** BEGIN Article **

# Initialization 
This notebook aims to help gain a better understanding of indicator functions by defining a neural network and training the neural network using a backward pass, which involves using an indicator function.

### Imports 
Import the libraries needed to define the indicator function, neural network, and backward pass

In [1]:
import numpy as np
import matplotlib.pyplot as plt

### Define Parameter Function
Define a function that initializes the value of the weights and biases

In [2]:
def init_params(K, D, sigma_sq_omega):
  # Set seed in order to consistently obtain the same random number
  np.random.seed(0)

  # Input layer
  D_i = 1
  # Output layer
  D_o = 1

  # Construct an empty list for the weights and biases
  all_weights = [None] * (K+1)
  all_biases = [None] * (K+1)

  # Construct an array structure and intialize the weights and biases of the input and output layers. Add varaince to the weights
  all_weights[0] = np.random.normal(size=(D, D_i))*np.sqrt(sigma_sq_omega)
  all_weights[-1] = np.random.normal(size=(D_o, D)) * np.sqrt(sigma_sq_omega)
  all_biases[0] = np.zeros((D,1))
  all_biases[-1]= np.zeros((D_o,1))

  # Construct intermediate hidden layers
  for layer in range(1,K):
    all_weights[layer] = np.random.normal(size=(D,D))*np.sqrt(sigma_sq_omega)
    all_biases[layer] = np.zeros((D,1))

  return all_weights, all_biases

### Define the Rectified Linear Unit (ReLU) Function

In [3]:
def ReLU(preactivation):
  activation = preactivation.clip(0.0)
  return activation

### Define Neural Network
Define a function that computes a neural network given the value of the input, weights, and biases.

In [4]:
def compute_network_output(net_input, all_weights, all_biases):

  # Retrieve number of layers
  K = len(all_weights)-1

  # Store the pre-activations (all_f) and the activations (all_h)
  all_f = [None] * (K+1)
  all_h = [None] * (K+1)

** END Article **
** BEGIN Collected data **

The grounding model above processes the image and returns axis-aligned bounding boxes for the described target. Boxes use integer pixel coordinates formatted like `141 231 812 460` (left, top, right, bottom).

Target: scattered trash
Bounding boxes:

** END Collected data **

**Written instruction 1**. Which two libraries does the notebook on indicator functions import?
**Written instruction 2**. Set down the portion of the notebook on indicator functions that begins at the words "all_biases = [None]" and stops after "D)) * np.sqrt(sigma_sq_omega)".
The lines play no part in these tasks.

**Written reply 1**. numpy (as np) and matplotlib.pyplot (as plt).

**Written reply 2**.
all_biases = [None] * (K+1)

  # Construct an array structure and intialize the weights and biases of the input and output layers. Add varaince to the weights
  all_weights[0] = np.random.normal(size=(D, D_i))*np.sqrt(sigma_sq_omega)
  all_weights[-1] = np.random.normal(size=(D_o, D)) * np.sqrt(sigma_sq_omega)